# SOURCE EXTRACT

----

Description Janpieter Sollie 2024-04-06 12:33:57 UTC
Created attachment 306092 [details]
dmesg of 6.9-rc2

definitely configuration-specific, I have 3 raid 6 devices where 1 of 3 fails to start.

during bootup, the 2 working raid 6 devices initialize, assemble, and run.
The third one (md1), however, does not:

> WARNING: CPU: 2 PID: 2064 at block/blk-settings.c:192
> blk_validate_limits+0x165/0x180

all devices (including external journal) get detected, but the array does not start.
restarting mdadm service causes a segmentation fault, the 2 working devices get up again, and the 3rd one doesn't:
> mdadm: /dev/md0 has been started with 4 drives and 1 spare and 1 journal.
> mdadm: /dev/md3 has been started with 6 drives and 2 spares and 1 journal.
> mdadm: failed to RUN_ARRAY /dev/md1: Invalid argument    

this did not happen in 6.8 series.
reverting to 6.8 makes the array work properly again.

I'll add the .config + mdadm --info of the failing array, let me know if you'd like more info.
Comment 1 Janpieter Sollie 2024-04-06 12:35:44 UTC
Created attachment 306093 [details]
mdadm --detail /dev/md1
Comment 2 Ming Lei 2024-04-06 12:37:29 UTC
Can you test the following patch?

diff --git a/block/blk-settings.c b/block/blk-settings.c
index cdbaef159c4b..864f86e98f01 100644
--- a/block/blk-settings.c
+++ b/block/blk-settings.c
@@ -187,12 +187,7 @@ static int blk_validate_limits(struct queue_limits *lim)
         * page (which might not be identical to the Linux PAGE_SIZE).  Because
         * of that they are not limited by our notion of "segment size".
         */
-       if (lim->virt_boundary_mask) {
-               if (WARN_ON_ONCE(lim->max_segment_size &&
-                                lim->max_segment_size != UINT_MAX))
-                       return -EINVAL;
-               lim->max_segment_size = UINT_MAX;
-       } else {
+       if (!lim->virt_boundary_mask) {
                /*
                 * The maximum segment size has an odd historic 64k default that
                 * drivers probably should override.  Just like the I/O size we
Comment 3 Janpieter Sollie 2024-04-06 12:38:17 UTC
Created attachment 306094 [details]
kernel .config
Comment 4 Janpieter Sollie 2024-04-06 12:56:21 UTC
(In reply to Lei Ming from comment #2)
> Can you test the following patch?

----

# EXTRACTED ENTRIES

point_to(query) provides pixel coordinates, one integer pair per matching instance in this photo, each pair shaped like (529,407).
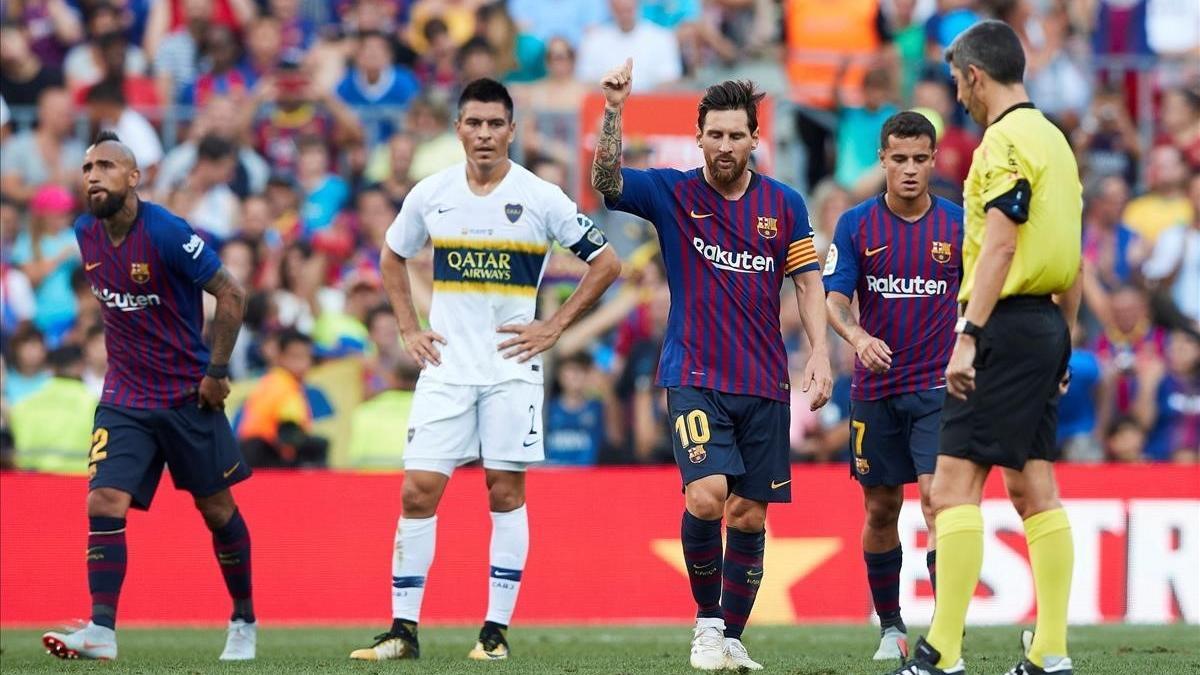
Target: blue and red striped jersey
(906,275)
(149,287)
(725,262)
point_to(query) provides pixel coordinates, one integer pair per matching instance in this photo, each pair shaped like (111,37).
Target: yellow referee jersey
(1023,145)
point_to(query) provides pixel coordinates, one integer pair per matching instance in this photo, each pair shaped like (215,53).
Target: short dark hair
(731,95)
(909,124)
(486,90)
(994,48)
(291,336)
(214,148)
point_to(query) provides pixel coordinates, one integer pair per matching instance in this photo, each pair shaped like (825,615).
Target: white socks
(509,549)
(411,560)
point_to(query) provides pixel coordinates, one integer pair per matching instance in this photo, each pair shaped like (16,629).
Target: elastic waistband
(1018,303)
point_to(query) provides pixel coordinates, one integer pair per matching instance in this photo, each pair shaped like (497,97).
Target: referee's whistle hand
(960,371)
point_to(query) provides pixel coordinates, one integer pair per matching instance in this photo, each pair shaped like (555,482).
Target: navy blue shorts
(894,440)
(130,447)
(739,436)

----

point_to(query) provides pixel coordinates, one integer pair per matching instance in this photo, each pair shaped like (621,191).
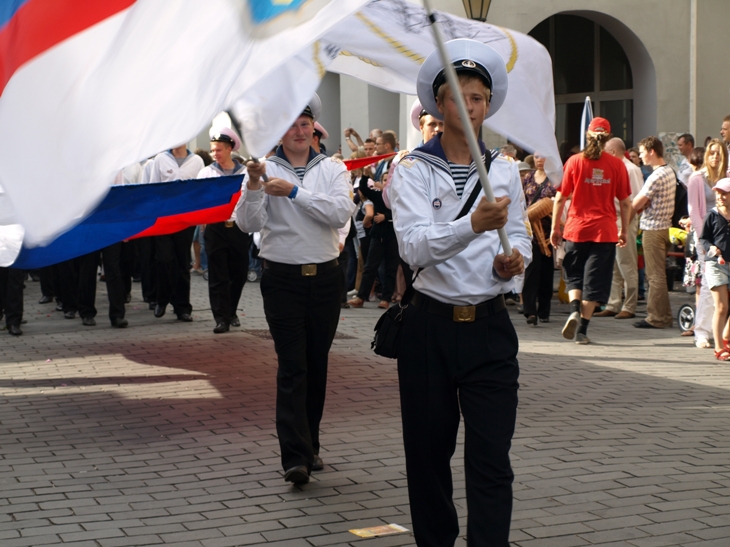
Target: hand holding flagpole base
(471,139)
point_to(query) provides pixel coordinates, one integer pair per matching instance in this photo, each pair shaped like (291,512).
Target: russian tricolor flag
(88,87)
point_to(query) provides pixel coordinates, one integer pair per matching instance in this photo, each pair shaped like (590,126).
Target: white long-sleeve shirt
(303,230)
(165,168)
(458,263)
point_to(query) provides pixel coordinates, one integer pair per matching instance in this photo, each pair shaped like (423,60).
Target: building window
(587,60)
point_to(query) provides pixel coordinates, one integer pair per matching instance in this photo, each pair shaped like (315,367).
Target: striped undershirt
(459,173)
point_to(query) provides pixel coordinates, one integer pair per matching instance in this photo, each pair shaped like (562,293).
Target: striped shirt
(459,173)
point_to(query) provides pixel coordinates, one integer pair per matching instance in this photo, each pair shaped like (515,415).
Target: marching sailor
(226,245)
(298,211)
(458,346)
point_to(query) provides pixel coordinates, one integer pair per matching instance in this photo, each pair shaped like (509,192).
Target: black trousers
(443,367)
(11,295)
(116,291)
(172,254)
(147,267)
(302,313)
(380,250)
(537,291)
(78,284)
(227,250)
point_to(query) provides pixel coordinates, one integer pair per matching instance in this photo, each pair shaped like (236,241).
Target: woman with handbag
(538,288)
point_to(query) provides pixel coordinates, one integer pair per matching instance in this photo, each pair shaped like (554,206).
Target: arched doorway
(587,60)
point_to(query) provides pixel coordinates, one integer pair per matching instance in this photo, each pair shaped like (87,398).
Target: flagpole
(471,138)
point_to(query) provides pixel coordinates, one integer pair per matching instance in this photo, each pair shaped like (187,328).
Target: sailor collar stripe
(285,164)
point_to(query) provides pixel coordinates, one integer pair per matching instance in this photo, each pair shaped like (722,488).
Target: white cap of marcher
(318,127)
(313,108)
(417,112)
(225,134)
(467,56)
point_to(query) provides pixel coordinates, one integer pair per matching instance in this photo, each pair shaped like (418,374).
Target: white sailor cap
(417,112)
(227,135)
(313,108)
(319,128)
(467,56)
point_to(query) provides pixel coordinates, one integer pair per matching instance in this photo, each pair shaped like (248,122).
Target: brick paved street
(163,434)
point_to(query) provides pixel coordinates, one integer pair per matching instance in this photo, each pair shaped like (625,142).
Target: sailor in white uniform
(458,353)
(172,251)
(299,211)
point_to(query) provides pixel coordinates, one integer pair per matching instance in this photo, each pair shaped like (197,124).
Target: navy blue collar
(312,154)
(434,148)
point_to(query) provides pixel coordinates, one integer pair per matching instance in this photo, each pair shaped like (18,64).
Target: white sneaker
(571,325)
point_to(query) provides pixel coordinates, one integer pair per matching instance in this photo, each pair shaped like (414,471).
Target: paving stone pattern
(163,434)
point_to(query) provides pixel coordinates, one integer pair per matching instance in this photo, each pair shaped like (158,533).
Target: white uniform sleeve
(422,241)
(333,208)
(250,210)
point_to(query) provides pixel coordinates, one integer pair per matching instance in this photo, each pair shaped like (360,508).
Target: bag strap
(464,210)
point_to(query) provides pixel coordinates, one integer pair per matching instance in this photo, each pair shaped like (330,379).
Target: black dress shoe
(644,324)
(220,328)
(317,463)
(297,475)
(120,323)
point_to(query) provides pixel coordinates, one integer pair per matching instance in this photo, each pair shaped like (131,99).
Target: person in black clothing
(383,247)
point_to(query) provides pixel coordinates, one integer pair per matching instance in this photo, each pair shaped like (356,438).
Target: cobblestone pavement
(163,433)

----

# TASK REQUIREMENTS
In the bug report about the failing RAID 6 array, which kernel series is said not to have had the problem?

# SOLUTION TO THE PROBLEM
The 6.8 series.